[What this exercise asks]
a. In the talk announcement on Surrealist experiments in Chile, what does the speaker say her outline of the magazine's intersections with the reproduction and display of art is meant to do? Answer in one to three sentences.
b. List the three kinds of practice that the talk announcement on Surrealist experiments in Chile says flowed into one another in the Americas in the early twentieth century.
c. Continue the talk announcement on Surrealist experiments in Chile from where it ends.

[Exercise passage]
□ □ □ □ □
Prof. Lori Cole: The Magazine as Museum: Surrealist Experiments in Chile


  • 2.30pm GMT

  • Online

Abstract: On June 28, 1943 in Santiago de Chile a group of artists organized a “Surrealist soirée,” and documented the event in the magazine Leit Motiv. The photograph in many ways amplified and prolonged the existence of the show, which itself served as a bridge between publications, exhibitions, and polemical texts that the artists deemed “Surrealist experiments.” Across the Americas at this time, editors explored various ways magazines could supplement or supplant exhibitions, circulating artwork to larger audiences. My talk will outline the magazine’s different intersections with the reproduction and display of art, with a focus on these Surrealist experiments in Chile, to underscore the fluidity between editorial, artistic, and curatorial practices in the Americas in the early twentieth century.
□ □ □ □ □
[Data block]
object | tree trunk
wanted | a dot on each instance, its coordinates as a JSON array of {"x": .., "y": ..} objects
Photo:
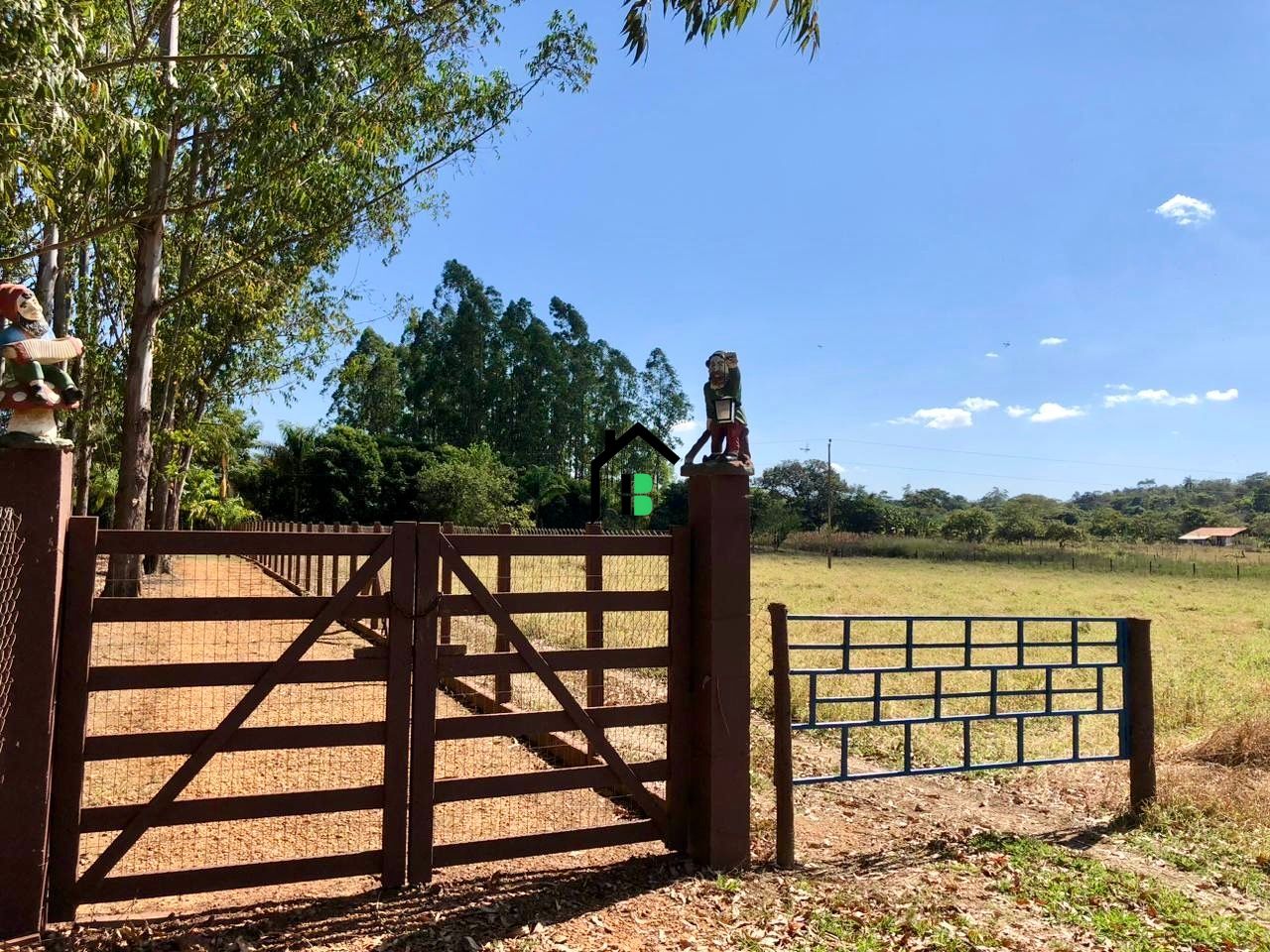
□ □ □ □ □
[Task-by-task results]
a. The outline is meant to underscore the fluidity between editorial, artistic, and curatorial practices in the Americas in the early twentieth century. It focuses on the Surrealist experiments in Chile.

b. Editorial, artistic, and curatorial practices.

c.
Bio: Lori Cole is Clinical Associate Professor and Associate Director of the interdisciplinary master’s program XE: Experimental Humanities & Social Engagement at New York University. She has written extensively on the intersection of art and magazines, most recently for the exhibition “Surrealism Beyond Borders” at the Metropolitan Museum of Art. She is the author of Surveying the Avant-Garde: Questions on Modernism, Art, and the Americas in Transatlantic Magazines (Penn State University Press, 2018).